> [Set of tasks]
1) Reproduce the text on suicide word for word, from "Family and friends" to "Faith, p. 378)".
2) Extend the text on suicide, picking up after its last line.

═════ Text excerpt ═════

Family and friends want to know why their loved ones might have felt they had to do it:

  • Thus it is seen that some, under extreme pressure of anguish, have committed suicide. (’Abdul-Bahá, Bahá’Ă­ World Faith, p. 378)
  • …That honourable man hath been so subjected to the stress and strain of this world that his greatest wish was for deliverance from it. Such is this mortal abode: a storehouse of afflic¬tions and suffering. It is ignorance that binds man to it, for no comfort can be secured by any soul in this world, from monarch down to the most humble commoner. If once this life should offer a man a sweet cup, a hundred bitter ones will follow; such is the condition of this world. The wise man, therefore, doth not attach himself to this mortal life and doth not depend upon it; at some moments, even, he eagerly wisheth for death that he may thereby be freed from these sorrows and afflictions. (’Abdul-Bahá, Selections from the Writings of ‘Abdul-Bahá, p. 200)
  • It is too bad that young and promising men . . . should take away their life at a moment of despair.  (Shoghi Effendi, Lights of Guidance, p. 203)

When suicidal feelings are part of a mental Illness:

  • It is very hard to be subject to any illness, particularly a mental one. However, we must always remember these illnesses have nothing to do with our spirit or our inner relation to God.  (Shoghi Effendi, Lights of Guidance, p. 281)

Survivors want to know the Baha’i attitude toward those who commit suicide:

  • Although suicide has been strongly condemned in the teachings, this does not mean that a person has ceased to be a Baha’i because he committed suicide, and he should certainly be given a Baha’i funeral.  (from a letter written on behalf of the Universal House of Justice to a National Spiritual Assembly 9 December 1984)

═════ Data to examine ═════

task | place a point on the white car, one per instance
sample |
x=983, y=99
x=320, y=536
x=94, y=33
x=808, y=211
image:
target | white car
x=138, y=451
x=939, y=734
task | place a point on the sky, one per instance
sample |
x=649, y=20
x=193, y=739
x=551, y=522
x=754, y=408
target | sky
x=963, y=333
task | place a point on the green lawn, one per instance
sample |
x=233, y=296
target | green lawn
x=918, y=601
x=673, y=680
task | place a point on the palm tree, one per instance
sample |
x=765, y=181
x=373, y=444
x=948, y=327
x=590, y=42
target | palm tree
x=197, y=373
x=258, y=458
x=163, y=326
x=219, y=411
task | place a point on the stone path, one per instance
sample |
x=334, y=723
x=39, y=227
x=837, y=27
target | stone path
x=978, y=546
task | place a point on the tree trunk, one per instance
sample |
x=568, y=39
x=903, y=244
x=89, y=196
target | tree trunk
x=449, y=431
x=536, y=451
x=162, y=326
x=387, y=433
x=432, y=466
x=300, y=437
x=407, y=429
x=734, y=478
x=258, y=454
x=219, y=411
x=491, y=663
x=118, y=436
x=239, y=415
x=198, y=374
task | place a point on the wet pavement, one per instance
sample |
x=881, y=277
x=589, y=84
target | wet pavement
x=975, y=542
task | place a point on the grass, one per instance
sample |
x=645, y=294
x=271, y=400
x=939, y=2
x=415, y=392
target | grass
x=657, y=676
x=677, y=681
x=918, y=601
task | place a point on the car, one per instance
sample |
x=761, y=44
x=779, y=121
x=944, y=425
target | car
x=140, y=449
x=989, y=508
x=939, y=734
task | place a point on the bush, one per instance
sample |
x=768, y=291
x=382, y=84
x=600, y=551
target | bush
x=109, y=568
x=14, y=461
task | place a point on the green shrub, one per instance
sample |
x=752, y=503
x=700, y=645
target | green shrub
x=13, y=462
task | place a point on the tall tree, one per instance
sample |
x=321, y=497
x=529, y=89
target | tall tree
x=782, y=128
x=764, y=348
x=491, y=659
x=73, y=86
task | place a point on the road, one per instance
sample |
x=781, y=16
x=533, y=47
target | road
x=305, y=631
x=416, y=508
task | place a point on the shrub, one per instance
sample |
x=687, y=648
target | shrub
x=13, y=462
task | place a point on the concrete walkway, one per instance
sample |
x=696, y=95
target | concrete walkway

═════

> [Expected outputs]
1)
Family and friends want to know why their loved ones might have felt they had to do it:

  • Thus it is seen that some, under extreme pressure of anguish, have committed suicide. (’Abdul-Bahá, Bahá’Ă­ World Faith, p. 378)

2)
  • A Baha’i is certainly free to pray for those who have passed on regardless of the cause of their death, using the words of any of the prayers of his choice which have been revealed through the bounty of God. (From a letter written on behalf of the Universal House of Justice to an individual believer, December 21, 1978)

What can those that remain behind, do?

  • The Universal House of Justice was deeply saddened to learn of the tragic deaths of your daughter…Such a senseless cutting short of the lives of capable young people who have so much promise before them is a loss to mankind and an agonizing trial for those to whom they were near and dear.  You ask what you, as a Baha’i, can do to assist the progress of their souls. The House of Justice has asked us to say that ‘Abdu’l-Bahá has stated that good works performed in the names of those who have passed on assist their progress in the next life. Therefore, if you will consecrate to their memory your services to your fellow human beings, and, above all, your efforts to teach the Message of Baha’u'llah, you may be sure that this will rejoice them in the worlds beyond.    (From a letter written on behalf of the Universal House of Justice to an individual believer 10 August 1988)


If you are feeling suicidal, please get help!